▶ **TASK INPUT**:
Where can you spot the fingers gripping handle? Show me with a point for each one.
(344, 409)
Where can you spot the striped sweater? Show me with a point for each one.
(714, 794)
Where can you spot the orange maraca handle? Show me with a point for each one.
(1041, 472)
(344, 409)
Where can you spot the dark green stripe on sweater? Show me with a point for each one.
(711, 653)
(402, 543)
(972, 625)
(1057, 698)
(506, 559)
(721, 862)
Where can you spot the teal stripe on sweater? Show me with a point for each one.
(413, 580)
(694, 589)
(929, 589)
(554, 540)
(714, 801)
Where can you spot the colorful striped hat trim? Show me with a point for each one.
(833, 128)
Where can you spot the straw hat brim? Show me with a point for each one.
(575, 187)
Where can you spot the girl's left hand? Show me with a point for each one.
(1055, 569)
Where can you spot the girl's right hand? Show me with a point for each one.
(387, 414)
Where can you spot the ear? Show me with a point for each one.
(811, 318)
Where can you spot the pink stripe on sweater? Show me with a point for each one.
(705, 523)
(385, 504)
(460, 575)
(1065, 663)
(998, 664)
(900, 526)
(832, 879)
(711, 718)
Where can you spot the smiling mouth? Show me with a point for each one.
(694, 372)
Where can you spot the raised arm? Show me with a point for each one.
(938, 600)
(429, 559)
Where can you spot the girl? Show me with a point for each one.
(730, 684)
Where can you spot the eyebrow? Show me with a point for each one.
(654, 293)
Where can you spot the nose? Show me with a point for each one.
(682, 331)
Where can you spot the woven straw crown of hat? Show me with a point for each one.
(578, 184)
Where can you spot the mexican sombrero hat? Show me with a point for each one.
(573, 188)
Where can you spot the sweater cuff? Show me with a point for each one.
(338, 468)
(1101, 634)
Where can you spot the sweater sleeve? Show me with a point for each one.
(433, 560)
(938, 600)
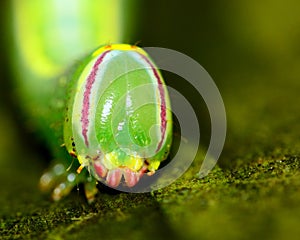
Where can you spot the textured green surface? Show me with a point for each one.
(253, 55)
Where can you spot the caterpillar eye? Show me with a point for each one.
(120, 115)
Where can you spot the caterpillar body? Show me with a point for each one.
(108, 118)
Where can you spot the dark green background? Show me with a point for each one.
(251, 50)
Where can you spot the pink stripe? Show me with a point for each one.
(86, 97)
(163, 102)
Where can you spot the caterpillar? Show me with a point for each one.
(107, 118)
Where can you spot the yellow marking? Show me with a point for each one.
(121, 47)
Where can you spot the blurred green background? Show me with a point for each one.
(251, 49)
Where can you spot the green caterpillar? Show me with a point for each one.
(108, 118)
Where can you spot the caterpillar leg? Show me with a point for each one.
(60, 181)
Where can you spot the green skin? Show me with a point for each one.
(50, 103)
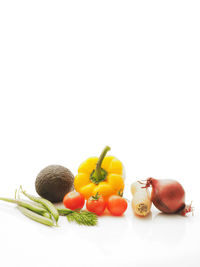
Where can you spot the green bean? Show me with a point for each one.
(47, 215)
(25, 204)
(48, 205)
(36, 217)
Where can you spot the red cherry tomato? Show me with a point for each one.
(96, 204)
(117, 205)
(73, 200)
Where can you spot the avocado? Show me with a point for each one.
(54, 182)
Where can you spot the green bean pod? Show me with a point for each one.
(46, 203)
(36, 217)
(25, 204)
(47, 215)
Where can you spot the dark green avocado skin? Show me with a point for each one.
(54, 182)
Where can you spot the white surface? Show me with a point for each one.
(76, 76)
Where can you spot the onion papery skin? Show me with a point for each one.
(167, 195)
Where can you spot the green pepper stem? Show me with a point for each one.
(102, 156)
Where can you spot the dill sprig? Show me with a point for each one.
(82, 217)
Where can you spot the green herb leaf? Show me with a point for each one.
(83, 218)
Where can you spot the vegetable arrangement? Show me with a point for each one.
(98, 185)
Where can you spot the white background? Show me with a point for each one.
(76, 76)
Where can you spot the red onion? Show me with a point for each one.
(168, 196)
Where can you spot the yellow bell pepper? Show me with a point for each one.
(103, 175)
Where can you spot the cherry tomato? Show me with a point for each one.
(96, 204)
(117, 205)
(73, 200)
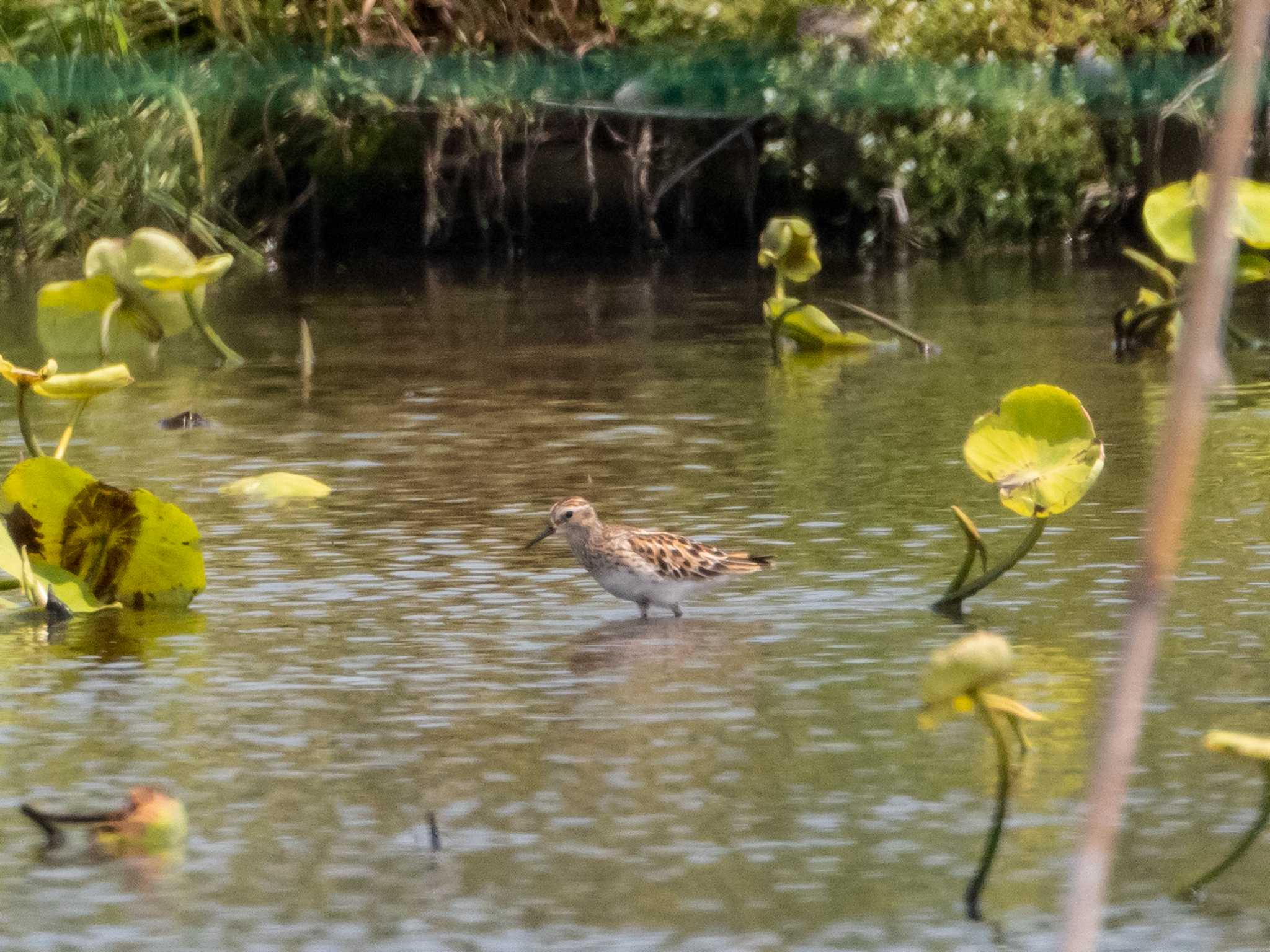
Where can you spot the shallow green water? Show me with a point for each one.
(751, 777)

▶ **WHAT THE TASK REQUIRES**: Where a line contains "Where can you spot the dark green avocado", begin there and transcribe every line through the last one of the records above, exactly and with no pictures.

▶ **YOUR SOLUTION**:
Where can you spot the dark green avocado skin? Show me with a point for each one.
(54, 182)
Where can you spot the white surface? Show me with a point for each one.
(76, 76)
Where can you spot the onion papery skin? Show me with a point for each one.
(167, 195)
Where can you spot the green pepper stem? Show me with a point for each one.
(102, 156)
Where can you spot the dill sprig? Show me with a point for each one.
(82, 217)
Where can you spot the green herb leaf? Show me with a point for each one.
(83, 218)
Where can you spot the vegetable arrangement? Show me with a point for each one.
(98, 185)
Where can you spot the white background? Show me with a point for each one.
(76, 76)
Where can you spot the red onion? Show me with a point for each one.
(168, 196)
Where can you spot the yellow bell pepper? Show me with a point for each one.
(103, 175)
Where can you spot the cherry tomato? Show me with a point for each one.
(96, 204)
(117, 205)
(73, 200)
Where can you spot the shallow green water? Show me with a point for each one.
(751, 777)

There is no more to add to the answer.